**Extract to read:**

Inmate daily charge drops to $45 |

Inmate daily charge drops to $45

Christine McManus

BRECKENRIDGE – Jail inmates’ nightly charge was reduced from $81 to $45 this week, after the program was reworked by Summit County sheriff’s officials.

The 44-percent rate reduction in the new program follows a court ruling by Summit County District Court Judge David Lass.

In November, Judge Lass reviewed a complaint from one of the first inmates to contest his jail bill. Simon Bender, who spent 90 days in the Summit County Jail after violating probation conditions on an original charge of drug possession, had his $7,300 bill dropped.

Lass said the jail should only charge inmates for room and board, clothing and other costs directly related to inmate care, in accordance with a state law passed last year. In other words, indirect costs such as jail officers’ benefits, uniforms and training ammunition should not be included in the tab.

Lass also said inmates’ bills should be determined in court at the sentencing, rather than calculated by jail administrators after the inmate has served the sentence.

**Study material:**
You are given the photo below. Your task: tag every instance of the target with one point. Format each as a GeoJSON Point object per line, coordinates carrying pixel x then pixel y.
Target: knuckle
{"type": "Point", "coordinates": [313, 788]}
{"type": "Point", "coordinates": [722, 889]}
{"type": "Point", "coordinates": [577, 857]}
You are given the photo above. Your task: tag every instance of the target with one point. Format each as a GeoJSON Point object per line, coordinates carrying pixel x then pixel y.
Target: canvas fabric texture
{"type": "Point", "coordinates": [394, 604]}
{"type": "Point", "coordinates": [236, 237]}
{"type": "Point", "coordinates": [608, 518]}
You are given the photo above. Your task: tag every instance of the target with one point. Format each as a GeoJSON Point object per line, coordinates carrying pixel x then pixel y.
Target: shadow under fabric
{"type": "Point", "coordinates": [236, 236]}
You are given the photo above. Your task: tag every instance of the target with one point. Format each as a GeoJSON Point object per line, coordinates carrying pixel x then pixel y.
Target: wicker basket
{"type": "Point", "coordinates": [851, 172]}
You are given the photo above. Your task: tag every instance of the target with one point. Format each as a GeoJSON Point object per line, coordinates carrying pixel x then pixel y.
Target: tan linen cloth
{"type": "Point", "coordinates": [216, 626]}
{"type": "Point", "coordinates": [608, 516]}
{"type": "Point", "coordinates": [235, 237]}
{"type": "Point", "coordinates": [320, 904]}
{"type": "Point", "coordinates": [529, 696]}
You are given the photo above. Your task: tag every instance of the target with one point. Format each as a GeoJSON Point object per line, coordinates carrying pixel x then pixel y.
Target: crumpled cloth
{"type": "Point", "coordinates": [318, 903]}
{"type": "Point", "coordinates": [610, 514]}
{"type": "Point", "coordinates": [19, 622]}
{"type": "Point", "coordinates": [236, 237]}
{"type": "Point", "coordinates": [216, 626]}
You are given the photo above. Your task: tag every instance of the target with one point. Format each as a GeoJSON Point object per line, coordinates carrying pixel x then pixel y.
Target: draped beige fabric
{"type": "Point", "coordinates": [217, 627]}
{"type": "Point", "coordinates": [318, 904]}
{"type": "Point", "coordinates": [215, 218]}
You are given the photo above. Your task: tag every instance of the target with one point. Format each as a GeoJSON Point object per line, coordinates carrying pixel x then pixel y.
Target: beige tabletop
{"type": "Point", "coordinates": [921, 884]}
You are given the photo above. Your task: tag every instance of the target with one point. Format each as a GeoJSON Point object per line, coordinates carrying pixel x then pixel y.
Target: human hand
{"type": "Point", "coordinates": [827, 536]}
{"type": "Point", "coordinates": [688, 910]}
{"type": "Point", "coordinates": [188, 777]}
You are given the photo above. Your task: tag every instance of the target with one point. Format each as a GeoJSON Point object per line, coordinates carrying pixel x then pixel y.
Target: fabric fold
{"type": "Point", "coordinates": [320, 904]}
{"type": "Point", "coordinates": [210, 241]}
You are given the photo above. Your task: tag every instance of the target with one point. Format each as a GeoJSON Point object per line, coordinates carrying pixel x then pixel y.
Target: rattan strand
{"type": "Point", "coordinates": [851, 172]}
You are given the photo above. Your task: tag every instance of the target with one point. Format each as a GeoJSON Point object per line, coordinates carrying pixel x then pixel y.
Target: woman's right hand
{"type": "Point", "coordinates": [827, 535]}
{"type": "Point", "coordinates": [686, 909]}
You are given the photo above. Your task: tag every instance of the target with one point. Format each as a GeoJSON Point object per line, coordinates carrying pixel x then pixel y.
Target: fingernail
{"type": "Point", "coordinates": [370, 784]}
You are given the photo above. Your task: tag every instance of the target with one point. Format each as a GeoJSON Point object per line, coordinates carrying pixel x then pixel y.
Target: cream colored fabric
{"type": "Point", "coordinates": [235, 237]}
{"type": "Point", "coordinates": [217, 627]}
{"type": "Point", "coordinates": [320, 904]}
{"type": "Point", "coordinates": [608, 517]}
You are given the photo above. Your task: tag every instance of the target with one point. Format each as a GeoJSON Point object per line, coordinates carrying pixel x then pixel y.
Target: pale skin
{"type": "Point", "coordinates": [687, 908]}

**Required tasks:**
1 – Answer these questions about the article on the inmate daily charge, one line each:
(a) What was the nightly charge before it was reduced?
(b) How many days did Simon Bender spend in the Summit County Jail?
(c) According to Lass, when should inmates' bills be determined?
2 – List every indirect cost that the article on the inmate daily charge says should not be included in an inmate's tab.
3 – Reproduce the part of the inmate-charge article from "Christine McManus" up to and including "County sheriff’s officials.".

**Task solutions:**
1 –
(a) $81
(b) 90 days
(c) In court at the sentencing

2 –
- Jail officers' benefits
- Uniforms
- Training ammunition

3 –
Christine McManus

BRECKENRIDGE – Jail inmates’ nightly charge was reduced from $81 to $45 this week, after the program was reworked by Summit County sheriff’s officials.